Passage to read:
[Start]

NIKI no longer to merge with TUIfly in a setback for airberlin's restructuring


On 8-Jun-2017 TUI Group announced the end of talks with Etihad about the planned new leisure airline combining TUIfly with NIKI, the Austrian subsidiary of the Air Berlin Group. According to TUI, NIKI was "no longer available for a joint venture". Etihad, whose appetite for equity investments appears to be waning, said it ended the talks after the parties had been "unable to reach agreement on the final nature of such a joint venture". The new leisure airline was still subject to regulatory approval, but the collapse of the deal was a surprise.

TUI remains open to partnerships, including mergers, for TUIfly, which lacks scale in a German market increasingly penetrated by foreign LCCs such as Ryanair. The sale of NIKI was to have been a further critical stage in airberlin's restructuring. Instead, an enlarged NIKI will continue to operate as part of the Air Berlin Group as a separate leisure brand.

[End]

Brief 1: In the article about the failed NIKI and TUIfly merger, on what date did TUI Group announce that talks with Etihad had ended?
Brief 2: Check each statement against the article about the failed NIKI and TUIfly merger and answer yes or no, quoting the deciding words: (a) TUI has ruled out any further mergers for TUIfly. (b) NIKI is the Austrian subsidiary of the Air Berlin Group. (c) The new leisure airline had already received regulatory approval.
Brief 3: Pick up the article about the failed NIKI and TUIfly merger after its last sentence and keep writing.

Data lines:
[Start]

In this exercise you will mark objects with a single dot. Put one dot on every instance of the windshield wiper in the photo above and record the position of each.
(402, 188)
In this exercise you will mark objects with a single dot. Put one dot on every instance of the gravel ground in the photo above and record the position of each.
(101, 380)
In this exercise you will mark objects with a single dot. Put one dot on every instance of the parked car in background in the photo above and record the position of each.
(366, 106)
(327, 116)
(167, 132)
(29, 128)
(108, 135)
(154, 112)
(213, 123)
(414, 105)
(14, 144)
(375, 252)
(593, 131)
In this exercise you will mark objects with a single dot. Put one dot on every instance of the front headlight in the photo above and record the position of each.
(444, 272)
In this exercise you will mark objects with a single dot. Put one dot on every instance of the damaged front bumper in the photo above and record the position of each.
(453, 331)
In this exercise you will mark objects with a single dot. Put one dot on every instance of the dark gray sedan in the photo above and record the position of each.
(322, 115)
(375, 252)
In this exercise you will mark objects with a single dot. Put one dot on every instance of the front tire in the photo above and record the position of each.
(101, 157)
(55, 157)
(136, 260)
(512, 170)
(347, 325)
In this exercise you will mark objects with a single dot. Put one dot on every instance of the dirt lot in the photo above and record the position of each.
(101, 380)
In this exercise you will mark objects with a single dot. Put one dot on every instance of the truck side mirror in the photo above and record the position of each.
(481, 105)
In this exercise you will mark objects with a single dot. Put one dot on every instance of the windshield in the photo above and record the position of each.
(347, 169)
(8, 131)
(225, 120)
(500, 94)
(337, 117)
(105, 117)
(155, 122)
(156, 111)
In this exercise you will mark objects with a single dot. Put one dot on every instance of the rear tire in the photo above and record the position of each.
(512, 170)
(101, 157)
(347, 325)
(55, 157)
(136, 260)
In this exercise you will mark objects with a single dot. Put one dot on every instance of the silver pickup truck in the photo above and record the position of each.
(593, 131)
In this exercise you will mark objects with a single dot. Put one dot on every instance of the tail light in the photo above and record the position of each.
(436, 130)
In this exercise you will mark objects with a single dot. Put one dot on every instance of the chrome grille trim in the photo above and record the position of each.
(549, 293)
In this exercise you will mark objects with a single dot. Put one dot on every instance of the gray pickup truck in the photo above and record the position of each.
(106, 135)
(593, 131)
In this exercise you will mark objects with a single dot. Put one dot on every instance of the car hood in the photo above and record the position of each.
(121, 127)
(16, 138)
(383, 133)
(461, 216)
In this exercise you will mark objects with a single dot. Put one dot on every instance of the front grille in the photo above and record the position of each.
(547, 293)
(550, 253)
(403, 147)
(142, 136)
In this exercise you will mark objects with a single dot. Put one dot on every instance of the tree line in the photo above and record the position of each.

[End]

Result 1: On 8-Jun-2017.

Result 2:
(a) No: "TUI remains open to partnerships, including mergers, for TUIfly"
(b) Yes: "NIKI, the Austrian subsidiary of the Air Berlin Group"
(c) No: "The new leisure airline was still subject to regulatory approval"

Result 3:
It seems likely that airberlin will seek another buyer for NIKI, which has gained in size and profile, but this is an unwelcome distraction from focusing on its core network airline. It also means that the perennial loss-maker will need to replace the sale proceeds that it would have gained.

35 narrowbodies transferred to NIKI at start of summer 2017

The first phase of the NIKI-related part of airberlin's restructuring has already been carried out. From the start of the summer 2017 schedule, 35 narrowbody aircraft of the Air Berlin Group were transferred to NIKI as part of the group's restructuring announced in Sep-2016. At the same time, airberlin transferred most of its leisure routes to its Austrian subsidiary.

The aircraft transferred to NIKI include 14 Boeing 737s operated by TUIfly under wetlease previously for airberlin and now for NIKI. In addition, NIKI's operation now includes four A321s that were part of the fleet of Belair, also an airberlin subsidiary, which is due to cease operating at the end of summer 2017. The 35 NIKI aircraft now also include 17 A321s previously operated by airberlin and exchanged with A319s and A320s previously operated by NIKI.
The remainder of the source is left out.